→ **Text provided**

Graham's writings are found scattered throughout the collection, as is his artwork. The Writings series is dominated by Graham's lengthy book projects, found in multiple drafts. The author's annotated published works are also found, as well as typescripts of several published essays by and about Graham. Lists, notes, and writings on a wide range of subjects are found on loose pages and in notebooks dated from 1931 to 1961. Among the Printed Materials are many annotated books from Graham's library, some of which contain drawings, and clippings and exhibition catalogs related to Graham's career going back to the 1920s. Reference files of printed ephemera and clippings collected by Graham are found on a variety of subjects, some of which contain pictorial subjects used in Graham's paintings.
Photographs depict Graham from childhood through his last years in cabinet card portraits, passport photographs, and snapshots. Photographs are also found of his parents, his five wives and four children, and a number of famous friends including Pablo Picasso, Françoise Gilot, their children, and Arshile Gorky. Artwork includes Graham's sketchbooks of 1934, 1960, and 1961, loose sketches, and a collection of file folders with many symbols and illustrations. Also found among the artwork are antique and contemporary prints and drawings collected by Graham.
Arrangement note:
The collection is arranged into 7 series:
Missing Title
Series 1: Biographical Materials and Artifacts, 1799, 1822, 1891-1961 (Boxes 1, 11-12, 17; 0.9 linear feet)
Series 2: Correspondence, circa 1932-1988 (Box 1; 0.6 linear feet)
Series 3: Personal Business Records, circa 1931-1962 (Boxes 1-3; 1.4 linear feet)
Series 4: Writings, 1839, circa 1923-1986 (Boxes 3-5, OV 13; 2.9 linear feet)
Series 5: Printed Materials, circa 1885-1961 (Boxes 6-9, OV 14; 3.7 linear feet)
Series 6: Photographs, circa 1860-1985 (Box 9-10, 17, OV 15; 0.9 linear feet)
Series 7: Artwork, circa 1852-1961 (Box 10, OV 16; 1 linear foot)

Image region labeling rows
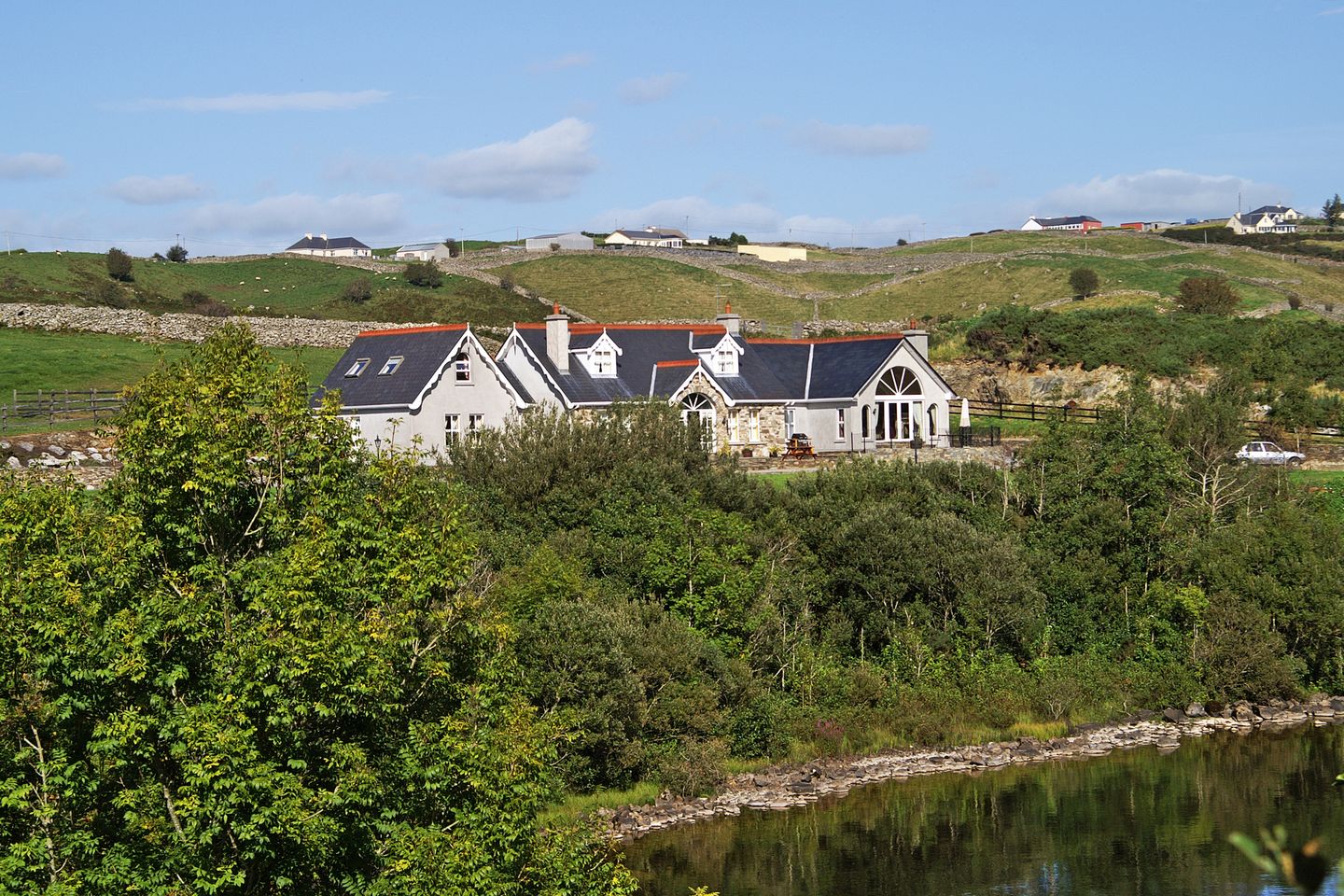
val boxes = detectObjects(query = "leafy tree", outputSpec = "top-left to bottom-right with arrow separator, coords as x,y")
406,262 -> 443,288
107,245 -> 135,284
1176,276 -> 1240,315
0,327 -> 633,896
1069,267 -> 1100,297
342,276 -> 373,305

→ **Required actions**
(1) Echo every line of the image region labeling rows verbatim, leaving out the pictures.
(2) Carry on the description of Graham's collection from the point where it stops.
These rows are unrelated to the description of Graham's collection.

→ **Responses in order**
(1)
val boxes = detectObjects(query = "leafy tree", outputSpec = "top-left to bottom-right with arrow separator, coords as x,y")
406,262 -> 443,288
107,245 -> 135,284
1176,276 -> 1240,315
0,327 -> 633,896
1069,267 -> 1100,297
342,276 -> 373,305

(2)
Biographical/Historical note:
The Russian émigré painter and writer John Graham, born Ivan Dombrowsky, was born in Kiev in 1886, 1887, or 1888. All three conflicting dates are found on various legal papers, licences, and passports. His parents were of minor nobility but with little means. He attended law school and served in the Circassian Regiment of the Russian army, earned the Saint George's Cross during World War I, and was imprisoned as a counterrevolutionary by the Bolsheviks after the assassination of Czar Nicholas II and his family in 1918. He fled for a time to his mother's native Poland, and finally in 1920, he emigrated with his second wife Vera and their son Nicholas to the United States. He began calling himself John in the US, and had his name officially changed to John Graham upon becoming a United States citizen in 1927. The name Graham may have been a transliteration of his father's name, Gratian. Graham is often described as a quixotic figure who cultivated a larger-than-life persona in the artistic circles of New York in the first half of the twentieth century through his authoritative philosophical and aesthetic arguments on the one hand, and his often fabulous tales of his early life on the other, including a story he wrote of his origins in which he was dropped as an infant onto a rock in the Caspian Sea by an enormous eagle.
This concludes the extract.